| Work instruction |
Print the entries once more, unchanged.
++++++++++
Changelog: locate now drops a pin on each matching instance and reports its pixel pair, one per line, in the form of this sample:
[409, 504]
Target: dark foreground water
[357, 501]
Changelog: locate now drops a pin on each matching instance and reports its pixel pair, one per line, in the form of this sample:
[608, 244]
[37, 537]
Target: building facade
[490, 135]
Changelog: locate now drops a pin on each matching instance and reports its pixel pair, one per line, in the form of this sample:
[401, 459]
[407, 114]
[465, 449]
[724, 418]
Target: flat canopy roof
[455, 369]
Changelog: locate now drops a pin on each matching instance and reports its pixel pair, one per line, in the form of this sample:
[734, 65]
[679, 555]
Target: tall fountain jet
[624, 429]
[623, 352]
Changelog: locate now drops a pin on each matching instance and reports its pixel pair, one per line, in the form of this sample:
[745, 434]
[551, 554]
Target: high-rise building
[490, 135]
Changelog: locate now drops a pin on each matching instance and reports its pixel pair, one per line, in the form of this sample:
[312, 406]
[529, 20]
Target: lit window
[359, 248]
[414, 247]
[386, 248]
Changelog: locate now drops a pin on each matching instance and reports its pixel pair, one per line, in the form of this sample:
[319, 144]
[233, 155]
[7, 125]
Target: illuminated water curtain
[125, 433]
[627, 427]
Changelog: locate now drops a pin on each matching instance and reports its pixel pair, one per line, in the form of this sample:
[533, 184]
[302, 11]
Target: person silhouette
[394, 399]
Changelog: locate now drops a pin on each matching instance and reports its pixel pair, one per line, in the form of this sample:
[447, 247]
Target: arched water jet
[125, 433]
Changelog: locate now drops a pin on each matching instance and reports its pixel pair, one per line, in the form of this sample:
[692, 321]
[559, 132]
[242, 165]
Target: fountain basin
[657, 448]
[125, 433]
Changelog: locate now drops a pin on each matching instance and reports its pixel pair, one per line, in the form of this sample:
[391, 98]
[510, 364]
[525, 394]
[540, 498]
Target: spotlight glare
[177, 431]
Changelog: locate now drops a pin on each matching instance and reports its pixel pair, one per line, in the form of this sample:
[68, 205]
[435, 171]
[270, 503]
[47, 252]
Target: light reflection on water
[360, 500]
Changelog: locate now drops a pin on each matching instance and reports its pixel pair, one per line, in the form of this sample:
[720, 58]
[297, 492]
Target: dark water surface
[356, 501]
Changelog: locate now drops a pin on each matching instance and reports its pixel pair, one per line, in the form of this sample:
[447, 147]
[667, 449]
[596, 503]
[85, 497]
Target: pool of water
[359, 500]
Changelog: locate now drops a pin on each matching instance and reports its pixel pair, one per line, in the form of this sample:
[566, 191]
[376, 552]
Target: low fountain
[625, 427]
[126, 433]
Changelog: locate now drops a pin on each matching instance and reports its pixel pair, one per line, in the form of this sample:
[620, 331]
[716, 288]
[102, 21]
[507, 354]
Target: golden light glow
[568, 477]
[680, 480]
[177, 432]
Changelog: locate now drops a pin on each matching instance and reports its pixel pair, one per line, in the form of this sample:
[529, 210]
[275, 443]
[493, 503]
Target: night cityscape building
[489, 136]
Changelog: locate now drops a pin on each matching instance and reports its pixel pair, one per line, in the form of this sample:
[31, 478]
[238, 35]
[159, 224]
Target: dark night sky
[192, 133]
++++++++++
| Solution |
Changelog: locate now drops a pin on each matching instance and reports its pixel pair, one per line, in the form of this sample:
[409, 504]
Target: dark foreground water
[357, 501]
Changelog: locate now drops a pin on each matching instance and reports its pixel pair, one per line, in the form of this sample:
[608, 244]
[37, 537]
Target: building facade
[490, 135]
Changelog: locate now drops a pin on each matching instance and reports its pixel pair, one per line, in the form of this sample:
[401, 459]
[407, 114]
[465, 449]
[724, 418]
Target: flat canopy roof
[455, 369]
Changelog: locate now drops a pin on each matching instance and reports its pixel pair, one per line, in the form of this sample:
[734, 65]
[679, 555]
Target: tall fountain jet
[624, 429]
[623, 352]
Changelog: locate now drops a pin on each matching instance and reports its pixel pair, one per line, in the form of this sample:
[745, 434]
[551, 554]
Target: high-rise building
[490, 135]
Changelog: locate now drops a pin on each matching instance and reports its pixel pair, one per line, in the form of this sample:
[312, 406]
[529, 20]
Target: lit window
[359, 248]
[414, 247]
[386, 248]
Changelog: locate now drops a pin on each matching instance and reports its pixel pair, one per line, in the form of this sample:
[319, 144]
[233, 155]
[7, 125]
Target: illuminated water curtain
[125, 433]
[627, 427]
Changelog: locate now drops a pin on each matching instance and reports its pixel pair, one per line, in the form of this sample:
[533, 184]
[302, 11]
Target: person silhouette
[394, 399]
Changelog: locate now drops a pin on each matching instance and reports its pixel pair, one per line, in the form of this sample:
[447, 247]
Target: arched water jet
[125, 433]
Changelog: locate now drops a pin on each matching instance and reports its pixel pair, one per line, in the form of this sample:
[692, 321]
[559, 132]
[242, 165]
Target: fountain basin
[657, 448]
[125, 433]
Changelog: locate now drops a pin on each matching instance and reports its pixel pair, one per line, in the form of this sample:
[391, 98]
[510, 364]
[525, 394]
[540, 498]
Target: spotlight glare
[177, 431]
Changelog: locate now drops a pin on each matching instance and reports its pixel pair, one per line, in the form of this sample:
[68, 205]
[435, 171]
[270, 503]
[47, 252]
Target: light reflection on water
[360, 500]
Changelog: locate now drops a pin on each matching instance and reports its pixel pair, one per line, in the form of this sample:
[720, 58]
[297, 492]
Target: dark water surface
[356, 501]
Changelog: locate now drops a pin on each matching instance and reports its pixel pair, one per line, in the form of this sample:
[447, 147]
[667, 449]
[596, 503]
[85, 497]
Target: pool of water
[359, 500]
Changelog: locate now drops a pin on each matching instance and reports its pixel pair, one per line, in the form of this sample:
[566, 191]
[376, 552]
Target: low fountain
[625, 427]
[126, 433]
Changelog: locate now drops a pin on each matching instance and reports its pixel pair, one per line, in the form of this sample:
[620, 331]
[716, 288]
[102, 21]
[507, 354]
Target: golden light glow
[568, 477]
[680, 480]
[177, 432]
Changelog: locate now drops a pin on each matching instance and reports its pixel pair, one per line, in the form of this sample:
[529, 210]
[275, 443]
[493, 503]
Target: night cityscape building
[489, 136]
Changelog: locate now drops a pin on each matching instance and reports its pixel pair, one per line, in the form of this sample:
[31, 478]
[238, 35]
[159, 224]
Target: dark night sky
[192, 133]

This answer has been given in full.